Consigne.
Lisez le texte sur les sites et sols pollués, puis répondez brièvement :
(a) À Marseille, combien de sites figurent dans les SIS, et combien dans Basol ?
(b) Combien d'articles législatifs et d'articles réglementaires relatifs aux sols pollués le code de l'environnement contient-il ?
(c) En quelle année le guide méthodologique national de gestion des sites et sols pollués a-t-il été remodelé, et en quelle année a-t-il été remis à jour ?

Texte à analyser.
Les SIS me paraissent extrêmement importants car ils intègrent la thématique des sites et sols pollués aux documents d'urbanisme. Auparavant, chacun devait chercher et retrouver l'information par d'autres moyens tels que les bases... Ils figurent aujourd'hui sur les documents d'urbanisme eux-mêmes. Je relève toutefois un problème : les inspecteurs des Dreal ont complété ces SIS après consultation des propriétaires et des collectivités. À nouveau, on constate une « perte en ligne » : toujours à Marseille, seuls vingt sites sont listés dans les SIS, contre quarante dans Basol. Avec une telle perte de données, l'information devient si incomplète qu'elle pourrait être perçue par les populations comme un manque de sérieux, alors qu'elle reflète en réalité un manque d'information de l'administration.

La réglementation minière est en train d'être mise à jour, notamment sur son volet environnemental. Je ne suis pas en mesure de vous dire ce qui figurera dans ce texte de loi.

Au niveau du code de l'environnement, comme je l'ai mentionné, il n'existe que trois articles législatifs et six articles réglementaires relatifs aux sols pollués. On ne retrouve ces problématiques que dans la législation relative aux ICPE. Il n'y a aujourd'hui pas de définition des sols, ni de l'usage, alors que cette notion fonde pourtant la pratique de la gestion des sites et sols pollués. La réhabilitation n'est pas non plus définie. Nous devons donc rentrer dans ces débats au niveau des clauses et des contrats, ce qui génère beaucoup de contentieux : quel site, à quel endroit, quel type de pollution, quel sera l'usage... Nous nous dirigeons aujourd'hui vers un « droit mou » jurisprudentiel, sauf si un texte intervient pour mettre en place un « droit dur ».

Un autre sujet n'est pas traité par la réglementation : c'est celui du guide méthodologique national de gestion des sites et sols pollués. Il a été remodelé en 2007 et remis à jour en 2017. Il fonde tous nos travaux, nous suivons tous sa doctrine car c'est la seule que nous ayons, mais il n'a aucune valeur légale et n'est pas opposable à ceux qui ne le suivraient pas - y compris à ceux qui n'en sont pas informés. Ainsi, lors d'une formation, l'une des personnes m'a un jour transmis un rapport de bureau d'études qui ne suivait en aucune façon la méthodologie nationale... Aujourd'hui, la gestion des sites et sols pollués n'est régie que par de simples bonnes pratiques.

Extrait de données.

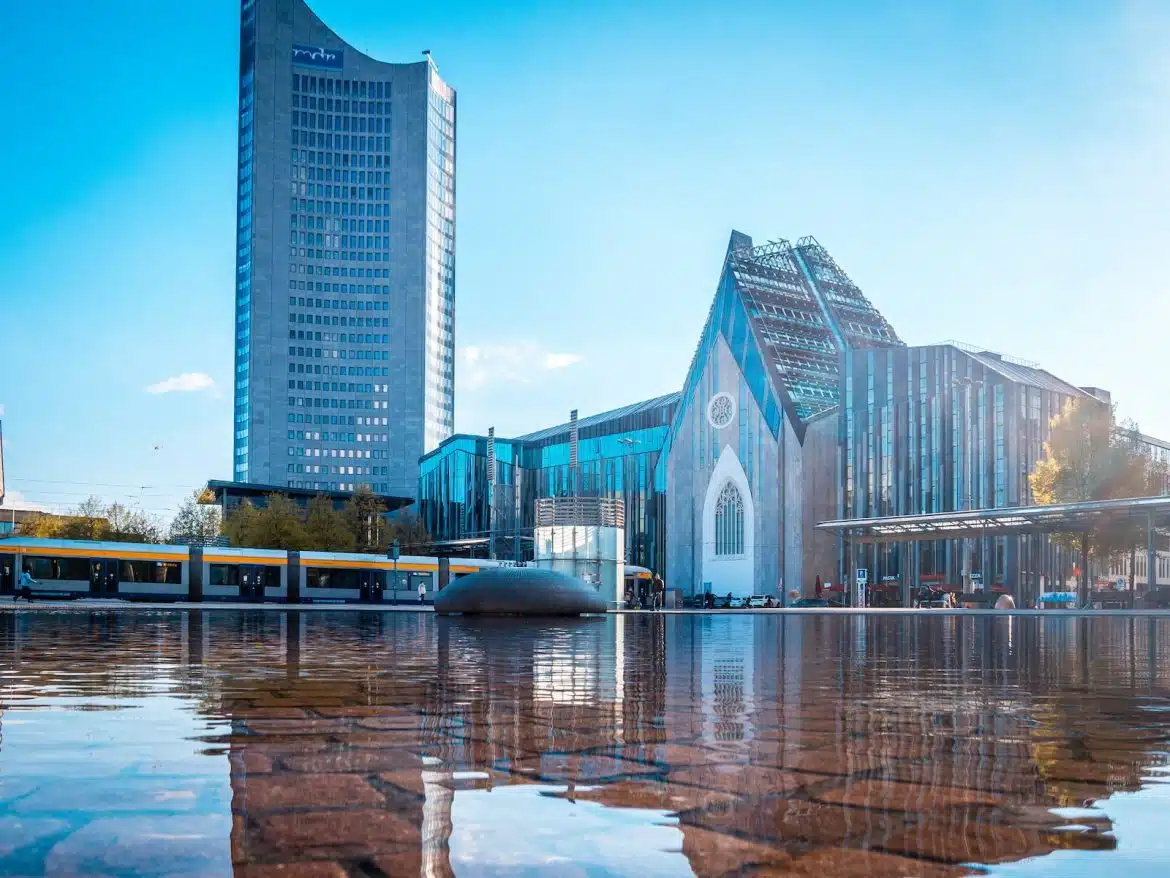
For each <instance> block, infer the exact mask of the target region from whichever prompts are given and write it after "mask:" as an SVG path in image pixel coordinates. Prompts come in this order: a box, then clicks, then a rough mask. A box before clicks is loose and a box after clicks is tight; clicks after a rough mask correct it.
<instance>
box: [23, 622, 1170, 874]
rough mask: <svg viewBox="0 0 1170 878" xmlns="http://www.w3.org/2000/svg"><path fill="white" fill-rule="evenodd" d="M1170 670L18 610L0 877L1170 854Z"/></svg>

Votre réponse.
(a) Vingt sites dans les SIS, quarante dans Basol.
(b) Trois articles législatifs et six articles réglementaires.
(c) Remodelé en 2007, remis à jour en 2017.